Reading text:
Susan K. Stone (b. Aug. 29, 1960) is a former Canadian athlete who competed in middle and long distance races. She became the Canadian National Champion in the 10K in 1988 after only beginning to run in 1983.

Stone became a prominent runner along with international competitors Zhong Huandi, Marguerite Buist, Ellen Rochefort, Sissel Grottenberg, and Odette Lapierre. She was ninth at the 1988 Boston Marathon, 7th at the 1986 Osaka Women's Marathon (in Japan), 13th at the 1987 London Marathon, 13th at the 1986 New York City Marathon and 13th at the 1985 Chicago Marathon. Stone was selected for the Canadian team at the 1987 World Championship Marathon and the 1989 World Cross Country Championships.

Exercise: Continue the text about the Canadian runner Susan K. Stone, beginning after its last sentence. The records that come next are separate material and are not part of the text about Susan K. Stone.

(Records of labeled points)
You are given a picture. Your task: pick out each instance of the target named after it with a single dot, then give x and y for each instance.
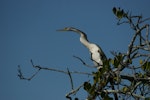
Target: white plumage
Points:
(97, 55)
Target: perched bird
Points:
(97, 55)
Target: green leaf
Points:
(125, 89)
(147, 98)
(119, 13)
(146, 66)
(87, 86)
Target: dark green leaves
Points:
(119, 12)
(145, 66)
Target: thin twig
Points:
(71, 81)
(85, 63)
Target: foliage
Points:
(126, 75)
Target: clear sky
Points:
(28, 31)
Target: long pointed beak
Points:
(60, 30)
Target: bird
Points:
(97, 54)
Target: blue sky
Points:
(28, 31)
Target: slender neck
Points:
(84, 41)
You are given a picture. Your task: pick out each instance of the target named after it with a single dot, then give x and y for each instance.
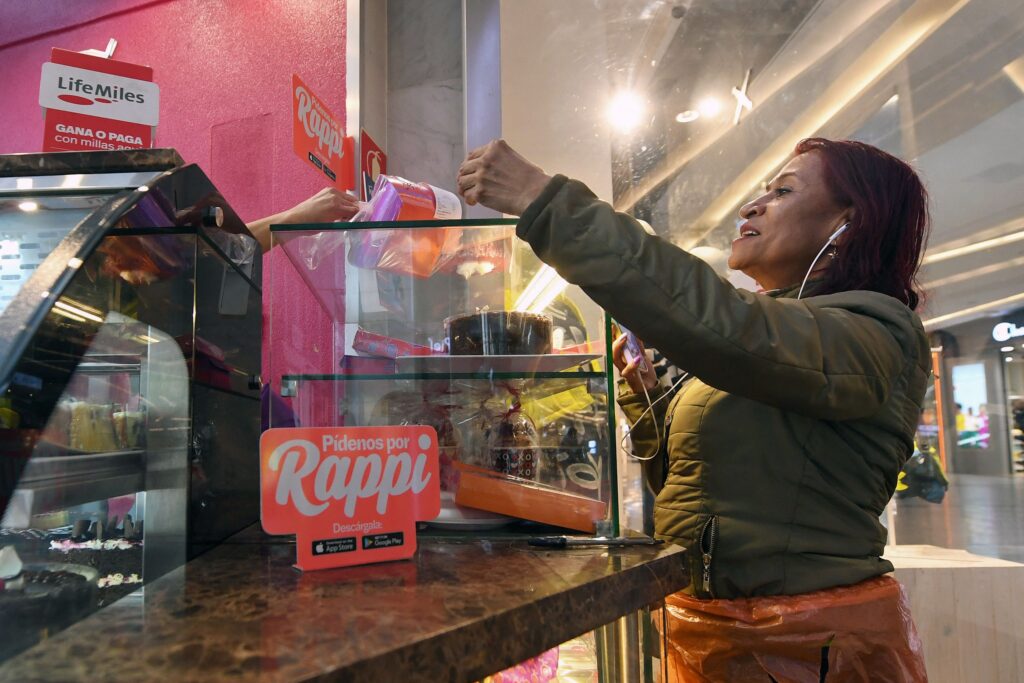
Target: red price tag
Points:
(350, 495)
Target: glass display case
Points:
(455, 325)
(129, 393)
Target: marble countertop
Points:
(462, 608)
(118, 161)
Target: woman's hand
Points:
(327, 206)
(500, 178)
(629, 370)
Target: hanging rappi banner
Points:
(318, 137)
(93, 102)
(350, 495)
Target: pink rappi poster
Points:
(351, 496)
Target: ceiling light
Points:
(626, 111)
(710, 108)
(970, 249)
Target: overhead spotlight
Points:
(710, 108)
(626, 111)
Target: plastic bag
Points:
(417, 252)
(853, 633)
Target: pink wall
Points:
(224, 73)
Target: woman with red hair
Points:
(775, 459)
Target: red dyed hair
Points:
(882, 249)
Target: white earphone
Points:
(832, 239)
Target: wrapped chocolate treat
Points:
(499, 333)
(514, 445)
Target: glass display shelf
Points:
(456, 325)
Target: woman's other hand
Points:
(500, 178)
(327, 206)
(630, 371)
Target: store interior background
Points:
(937, 82)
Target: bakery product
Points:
(499, 333)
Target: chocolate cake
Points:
(499, 333)
(41, 600)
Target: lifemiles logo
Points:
(80, 91)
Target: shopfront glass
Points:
(695, 104)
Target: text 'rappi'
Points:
(351, 496)
(318, 124)
(343, 478)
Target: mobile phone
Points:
(633, 348)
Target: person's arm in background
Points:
(327, 206)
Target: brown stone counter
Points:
(461, 609)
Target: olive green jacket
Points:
(784, 447)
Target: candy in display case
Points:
(487, 346)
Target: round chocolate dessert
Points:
(499, 333)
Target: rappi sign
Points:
(352, 495)
(93, 102)
(318, 138)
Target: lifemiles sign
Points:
(318, 137)
(93, 102)
(350, 495)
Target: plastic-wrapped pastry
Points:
(58, 428)
(514, 445)
(129, 427)
(499, 333)
(91, 427)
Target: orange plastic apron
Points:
(867, 630)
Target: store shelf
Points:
(391, 224)
(57, 481)
(107, 364)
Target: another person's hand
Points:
(500, 178)
(629, 370)
(327, 206)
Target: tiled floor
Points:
(981, 514)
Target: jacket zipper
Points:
(709, 536)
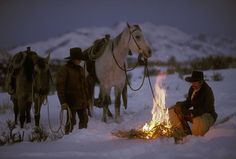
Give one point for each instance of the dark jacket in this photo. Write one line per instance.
(202, 102)
(72, 87)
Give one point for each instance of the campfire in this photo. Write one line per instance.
(159, 126)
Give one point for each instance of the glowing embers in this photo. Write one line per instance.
(159, 126)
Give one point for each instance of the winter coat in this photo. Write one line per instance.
(202, 102)
(72, 87)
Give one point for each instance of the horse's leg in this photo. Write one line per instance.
(124, 95)
(38, 101)
(28, 116)
(117, 105)
(105, 102)
(91, 87)
(16, 108)
(22, 109)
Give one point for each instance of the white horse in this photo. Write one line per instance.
(110, 66)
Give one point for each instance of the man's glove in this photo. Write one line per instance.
(64, 106)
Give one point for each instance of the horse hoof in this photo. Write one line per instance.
(118, 120)
(104, 120)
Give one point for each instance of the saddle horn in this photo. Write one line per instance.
(128, 25)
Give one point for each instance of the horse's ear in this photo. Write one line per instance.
(128, 25)
(48, 57)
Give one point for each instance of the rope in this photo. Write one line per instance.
(60, 119)
(150, 84)
(127, 80)
(117, 63)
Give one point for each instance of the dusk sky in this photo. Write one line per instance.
(25, 21)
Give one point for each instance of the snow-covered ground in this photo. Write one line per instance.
(97, 141)
(166, 41)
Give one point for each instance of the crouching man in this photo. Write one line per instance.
(197, 109)
(72, 90)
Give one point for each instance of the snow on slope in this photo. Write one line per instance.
(98, 142)
(166, 41)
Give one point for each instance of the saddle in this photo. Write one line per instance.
(94, 52)
(14, 65)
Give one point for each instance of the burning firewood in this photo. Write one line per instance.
(156, 132)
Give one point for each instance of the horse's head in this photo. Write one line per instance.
(41, 75)
(137, 42)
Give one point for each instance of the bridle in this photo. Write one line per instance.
(135, 41)
(131, 35)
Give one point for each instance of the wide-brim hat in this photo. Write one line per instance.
(195, 77)
(76, 54)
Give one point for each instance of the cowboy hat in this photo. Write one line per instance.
(76, 54)
(196, 76)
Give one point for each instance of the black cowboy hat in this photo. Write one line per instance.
(196, 76)
(76, 54)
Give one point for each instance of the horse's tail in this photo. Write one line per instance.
(14, 64)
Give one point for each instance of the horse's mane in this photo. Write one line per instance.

In response:
She is the winner of the 1985 and 1987 Around the Bay Road Race, the 1986 and 1988 Subaru 4-Mile Chase (in Buffalo, New York), the 1985 Grandma's Marathon, the 1988 Toronto Marathon, the 1984 Avon Women's NYC Half Marathon, and was second at the 1984 Marine Corps Marathon. She continued to run and compete in age categories (masters) after taking time off to further her teaching career and to raise a family.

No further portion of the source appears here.